Rewrite every line of the listing below as a numbered list, leaving out any blank lines.

====================

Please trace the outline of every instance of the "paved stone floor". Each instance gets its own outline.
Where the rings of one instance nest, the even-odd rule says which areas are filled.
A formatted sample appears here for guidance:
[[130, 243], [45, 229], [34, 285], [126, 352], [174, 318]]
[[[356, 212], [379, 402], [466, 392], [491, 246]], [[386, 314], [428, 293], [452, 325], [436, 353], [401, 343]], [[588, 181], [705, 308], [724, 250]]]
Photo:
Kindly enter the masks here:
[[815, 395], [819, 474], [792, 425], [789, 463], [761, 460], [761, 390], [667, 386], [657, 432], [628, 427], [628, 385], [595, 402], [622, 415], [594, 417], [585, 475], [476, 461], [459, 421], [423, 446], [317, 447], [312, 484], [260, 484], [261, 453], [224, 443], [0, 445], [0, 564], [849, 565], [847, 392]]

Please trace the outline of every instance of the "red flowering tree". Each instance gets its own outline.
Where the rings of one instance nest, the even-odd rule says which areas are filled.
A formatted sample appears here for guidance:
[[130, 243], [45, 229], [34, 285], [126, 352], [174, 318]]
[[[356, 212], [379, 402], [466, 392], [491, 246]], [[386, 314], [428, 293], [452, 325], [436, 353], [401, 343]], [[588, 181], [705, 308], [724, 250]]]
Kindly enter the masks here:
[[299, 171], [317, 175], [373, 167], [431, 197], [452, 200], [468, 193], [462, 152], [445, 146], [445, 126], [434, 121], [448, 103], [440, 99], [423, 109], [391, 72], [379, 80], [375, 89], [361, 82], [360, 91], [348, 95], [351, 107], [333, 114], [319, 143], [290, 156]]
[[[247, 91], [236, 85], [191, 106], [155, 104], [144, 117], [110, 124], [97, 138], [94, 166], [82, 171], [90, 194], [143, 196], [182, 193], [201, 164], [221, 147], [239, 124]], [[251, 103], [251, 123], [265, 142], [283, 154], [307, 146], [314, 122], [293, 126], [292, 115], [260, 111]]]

====================

### Exercise answer
1. Please trace the outline of every instance of the "paved stone floor". Each instance gets its own outline.
2. Where the rings of one instance nest, the even-odd rule says which areas are filled.
3. A formatted sample appears here for guidance:
4. [[130, 243], [45, 229], [34, 285], [126, 352], [174, 318]]
5. [[[356, 212], [379, 402], [466, 392], [491, 246]], [[386, 314], [428, 293], [452, 325], [436, 353], [401, 343]], [[588, 181], [705, 308], [724, 250]]]
6. Photo:
7. Kindly enter the masks here:
8. [[815, 395], [819, 474], [792, 425], [789, 463], [761, 460], [761, 390], [667, 386], [657, 432], [628, 427], [628, 385], [595, 402], [622, 415], [594, 417], [585, 475], [476, 461], [459, 421], [423, 446], [317, 447], [312, 484], [260, 484], [261, 453], [224, 443], [0, 445], [0, 564], [849, 565], [847, 392]]
9. Please trace the outline of every instance of the "red flowering tree". Each instance gets its own outline.
10. Where the rings of one instance nest, the even-odd rule says which areas are filled.
11. A formatted sample appears here for guidance:
12. [[130, 243], [45, 229], [34, 285], [126, 352], [174, 318]]
13. [[[356, 212], [379, 402], [466, 392], [491, 246]], [[386, 314], [428, 293], [452, 325], [436, 353], [401, 343]], [[588, 181], [705, 308], [724, 250]]]
14. Kindly enter the masks here:
15. [[299, 171], [317, 175], [373, 167], [431, 197], [452, 200], [468, 193], [462, 152], [445, 146], [445, 126], [434, 121], [448, 103], [440, 99], [423, 109], [391, 72], [379, 80], [375, 89], [361, 82], [360, 91], [348, 95], [351, 107], [333, 114], [319, 143], [290, 156]]
16. [[[247, 91], [236, 85], [191, 106], [155, 104], [144, 117], [110, 124], [97, 138], [94, 166], [82, 171], [90, 194], [143, 196], [182, 193], [201, 164], [221, 147], [239, 124]], [[251, 103], [251, 123], [265, 142], [283, 154], [307, 146], [314, 122], [293, 126], [292, 115], [260, 111]]]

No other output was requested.